Task to complete:
Reproduce every one of the entries below word for word, without any changes.

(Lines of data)
-------------------------

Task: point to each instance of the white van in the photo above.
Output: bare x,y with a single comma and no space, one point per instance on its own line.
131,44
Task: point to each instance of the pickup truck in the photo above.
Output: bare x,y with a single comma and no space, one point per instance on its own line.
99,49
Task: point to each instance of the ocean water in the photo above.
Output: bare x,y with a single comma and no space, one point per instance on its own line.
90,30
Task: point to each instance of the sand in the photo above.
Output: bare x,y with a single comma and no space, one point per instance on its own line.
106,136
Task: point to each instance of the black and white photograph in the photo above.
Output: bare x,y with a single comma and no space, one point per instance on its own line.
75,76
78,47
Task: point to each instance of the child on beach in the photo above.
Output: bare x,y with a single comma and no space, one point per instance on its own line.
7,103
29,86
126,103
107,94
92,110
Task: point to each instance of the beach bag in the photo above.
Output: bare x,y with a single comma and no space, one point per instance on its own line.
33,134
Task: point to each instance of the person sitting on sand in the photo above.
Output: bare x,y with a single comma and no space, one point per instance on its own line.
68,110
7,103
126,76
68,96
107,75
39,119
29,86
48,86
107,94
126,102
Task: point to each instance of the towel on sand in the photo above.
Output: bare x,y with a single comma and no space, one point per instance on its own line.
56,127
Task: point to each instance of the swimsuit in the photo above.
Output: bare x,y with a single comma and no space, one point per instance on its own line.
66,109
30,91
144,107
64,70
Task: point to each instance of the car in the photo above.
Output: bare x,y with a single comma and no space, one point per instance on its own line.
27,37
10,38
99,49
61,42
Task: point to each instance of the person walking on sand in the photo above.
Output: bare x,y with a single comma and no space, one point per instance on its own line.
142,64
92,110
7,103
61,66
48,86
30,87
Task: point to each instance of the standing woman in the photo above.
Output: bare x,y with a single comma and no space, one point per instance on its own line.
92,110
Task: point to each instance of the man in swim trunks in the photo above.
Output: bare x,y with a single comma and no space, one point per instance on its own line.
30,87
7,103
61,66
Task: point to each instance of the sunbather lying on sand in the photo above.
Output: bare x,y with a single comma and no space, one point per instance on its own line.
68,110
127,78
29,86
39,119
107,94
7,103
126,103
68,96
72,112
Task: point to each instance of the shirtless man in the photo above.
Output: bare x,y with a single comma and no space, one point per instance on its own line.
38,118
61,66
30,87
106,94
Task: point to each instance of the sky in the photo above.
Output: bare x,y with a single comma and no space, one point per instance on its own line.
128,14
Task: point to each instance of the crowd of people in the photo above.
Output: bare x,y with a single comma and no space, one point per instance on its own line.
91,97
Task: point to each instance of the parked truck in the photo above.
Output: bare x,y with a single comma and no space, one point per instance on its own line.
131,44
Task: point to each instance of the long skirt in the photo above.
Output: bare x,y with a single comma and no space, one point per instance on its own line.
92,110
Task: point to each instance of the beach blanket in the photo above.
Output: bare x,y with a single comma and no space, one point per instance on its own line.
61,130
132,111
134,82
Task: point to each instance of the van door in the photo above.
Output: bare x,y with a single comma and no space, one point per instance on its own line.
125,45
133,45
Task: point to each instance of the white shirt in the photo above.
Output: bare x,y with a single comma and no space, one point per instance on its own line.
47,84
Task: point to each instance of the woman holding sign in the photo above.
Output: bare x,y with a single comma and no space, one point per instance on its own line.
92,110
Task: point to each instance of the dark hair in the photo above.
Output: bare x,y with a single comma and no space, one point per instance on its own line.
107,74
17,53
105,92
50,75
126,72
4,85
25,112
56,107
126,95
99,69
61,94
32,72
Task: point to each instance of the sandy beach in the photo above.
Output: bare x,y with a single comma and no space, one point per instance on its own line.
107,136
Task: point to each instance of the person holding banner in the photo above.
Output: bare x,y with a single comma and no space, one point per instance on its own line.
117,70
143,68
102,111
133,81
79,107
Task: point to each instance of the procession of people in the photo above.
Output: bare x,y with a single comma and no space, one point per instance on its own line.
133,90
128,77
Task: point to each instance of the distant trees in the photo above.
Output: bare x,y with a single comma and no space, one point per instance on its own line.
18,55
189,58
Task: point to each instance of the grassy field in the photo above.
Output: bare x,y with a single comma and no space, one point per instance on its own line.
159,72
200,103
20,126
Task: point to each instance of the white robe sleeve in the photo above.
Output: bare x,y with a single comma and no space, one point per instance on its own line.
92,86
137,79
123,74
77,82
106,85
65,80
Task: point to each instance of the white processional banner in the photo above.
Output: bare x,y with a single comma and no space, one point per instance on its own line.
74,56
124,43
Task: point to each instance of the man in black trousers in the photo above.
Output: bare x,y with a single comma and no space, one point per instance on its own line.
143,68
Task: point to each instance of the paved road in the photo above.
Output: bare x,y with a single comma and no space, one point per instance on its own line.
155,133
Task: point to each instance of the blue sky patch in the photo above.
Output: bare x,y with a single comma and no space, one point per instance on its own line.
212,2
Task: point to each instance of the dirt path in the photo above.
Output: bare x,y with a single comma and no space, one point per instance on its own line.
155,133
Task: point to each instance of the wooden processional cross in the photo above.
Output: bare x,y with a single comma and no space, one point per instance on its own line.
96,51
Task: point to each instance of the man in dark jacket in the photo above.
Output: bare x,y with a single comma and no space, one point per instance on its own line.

-------------------------

Task solution:
Task: point to each instance of the white van in the photo above.
Output: bare x,y with a single comma and no space, one point per instance on its own line.
131,44
Task: point to each instance of the pickup truck in the photo above.
Output: bare x,y with a single comma and no space, one point per instance on its own line.
99,49
Task: point to each instance of the ocean water in the photo above.
Output: bare x,y with a single comma and no space, one point per instance on its own line.
90,30
Task: point to each instance of the sand in the photo above.
Output: bare x,y with a single comma and no space, one point per instance on its own line.
106,136
Task: point to each instance of the black and white photograph in the photo above.
Output: bare x,y with a single comma and no space, one point per instance on its own line.
75,76
78,47
Task: point to each instance of the child on beach in the photo above.
Output: bare x,y with a single comma and no space, one point per instance on its own line.
7,103
29,86
126,103
107,94
92,110
Task: point to each instance of the beach bag in the photo above.
Output: bare x,y with a single comma and no space, one point per instance on its own line.
33,134
Task: point to each instance of the person sitting on sand in the photo above.
Output: bare x,y with a single comma and no space, one point per instance on its own line.
68,110
7,103
126,76
68,96
107,75
39,119
29,86
48,86
107,94
126,102
Task: point to each instance of the towel on sand in the photo above.
Output: bare x,y with a single comma and no space, one point per instance on its own line.
56,127
Task: point to each instance of the swimsuit in the photo above.
Output: bare x,y with a single comma and no space, one point per instance on its own line.
66,109
30,91
144,107
64,70
Task: point to each instance of the car in the photo above.
Output: bare x,y with a single comma and no space, one point per instance on its own line.
27,37
10,38
99,49
61,42
Task: point to each instance of the person walking on sand in the photo above.
Output: bare x,y with a single comma and no space, one point per instance on its own line.
142,64
92,110
7,103
61,66
48,86
30,87
Task: point to each instance of the standing woman in the photo above.
Output: bare x,y with a single comma and no space, one point per instance on its own line.
92,110
Task: point to each instance of the man in swim trunks in the photo above.
Output: bare x,y with a single comma and no space, one point per instance on its own line.
30,87
7,103
61,66
Task: point to each instance of the sunbather lying on sand in the photo above.
Output: bare x,y with a single comma and no space, one point per instance on its own line.
68,110
127,78
29,86
39,119
107,94
7,103
126,103
68,96
72,112
Task: point to each instance of the shirtless man in the photo above.
Output: bare x,y with a single comma and no space, one point per instance on its own line.
38,118
61,66
30,87
106,94
Task: point to each instance of the sky in the photo above.
Output: bare x,y with a single comma and no space, one point per instance on its own line.
128,14
Task: point to each instance of the crowd of people in the photo above.
Output: bare x,y with a single comma and no space, one point per instance on its own line.
91,97
Task: point to each instance of the parked truck in the photo above.
Output: bare x,y with a single comma and no space, one point per instance on its own line.
131,44
Task: point to each instance of the long skirt in the photo above.
Output: bare x,y with a single comma and no space, one point per instance on its own line.
92,110
Task: point to each instance of the beach blanket in the photo above.
Output: bare x,y with a single comma and no space, one point per instance on its own line.
61,130
132,111
134,82
Task: point to each instance of the van door in the photo above.
Output: bare x,y with a single comma and no space, one point per instance on its own line.
125,45
133,45
Task: point to each instance of the white shirt in the photo above.
Output: bare x,y with a single comma and no space, one point per instance on its own line.
47,84
Task: point to each instance of the woman holding sign in the photo above.
Output: bare x,y with a single comma and no space, one point per instance on its own line.
92,110
Task: point to each instance of the dark hair in the photo above.
Output: bare x,y with a single comma and no space, one point per instance on its own line.
107,74
17,53
105,92
50,75
126,72
4,85
25,112
56,107
126,95
99,69
61,94
32,72
Task: point to each instance of the sandy beach in the photo above.
Output: bare x,y with a single comma and no space, one point per instance on its own line.
107,136
Task: point to each instance of the person holding banner in the photo above.
Output: bare x,y with a single comma and no space, one point per instance on its own line.
117,70
143,68
102,111
133,81
79,107
Task: point to each instance of the procession of people in the photo above.
Output: bare x,y with a single comma and no space, one point per instance on its own line.
133,90
128,77
Task: point to each instance of the distant trees in the photo above.
Output: bare x,y with a single comma and no space, one point per instance on its own line.
18,55
189,58
Task: point to each instance of the grassy field in the photo above.
Output: bare x,y with a single comma and no space, one point per instance on its own line.
159,72
200,103
20,126
Task: point to each instance of the white robe sleeve in the photo above.
Output: bare x,y with a single comma and no space, one point per instance on its own line.
92,86
137,79
123,74
77,82
106,85
65,80
Task: point to each instance of the white processional banner in the photo above.
Output: bare x,y with a single comma and no space, one point per instance on its own line.
74,56
124,43
Task: point to each instance of the man in black trousers in the photo above.
Output: bare x,y with a single comma and no space, one point per instance on its own line.
143,68
Task: point to each instance of the paved road in the photo above.
Output: bare x,y with a single comma and no space, one point per instance on its own line.
155,133
Task: point to each instance of the blue sky patch in the photo above.
Output: bare x,y with a single comma and no space, one point per instance on its own line.
212,2
Task: point to each instance of the dirt path in the photo above.
Output: bare x,y with a single comma and no space, one point per instance on its own line.
155,133
Task: point to each instance of the wooden processional cross in the photo above.
Output: bare x,y with a single comma and no space, one point per instance on its own line.
96,51
Task: point to each instance of the man in dark jacket in the photo above.
Output: bare x,y with a single comma and no space, one point per instance on its own line.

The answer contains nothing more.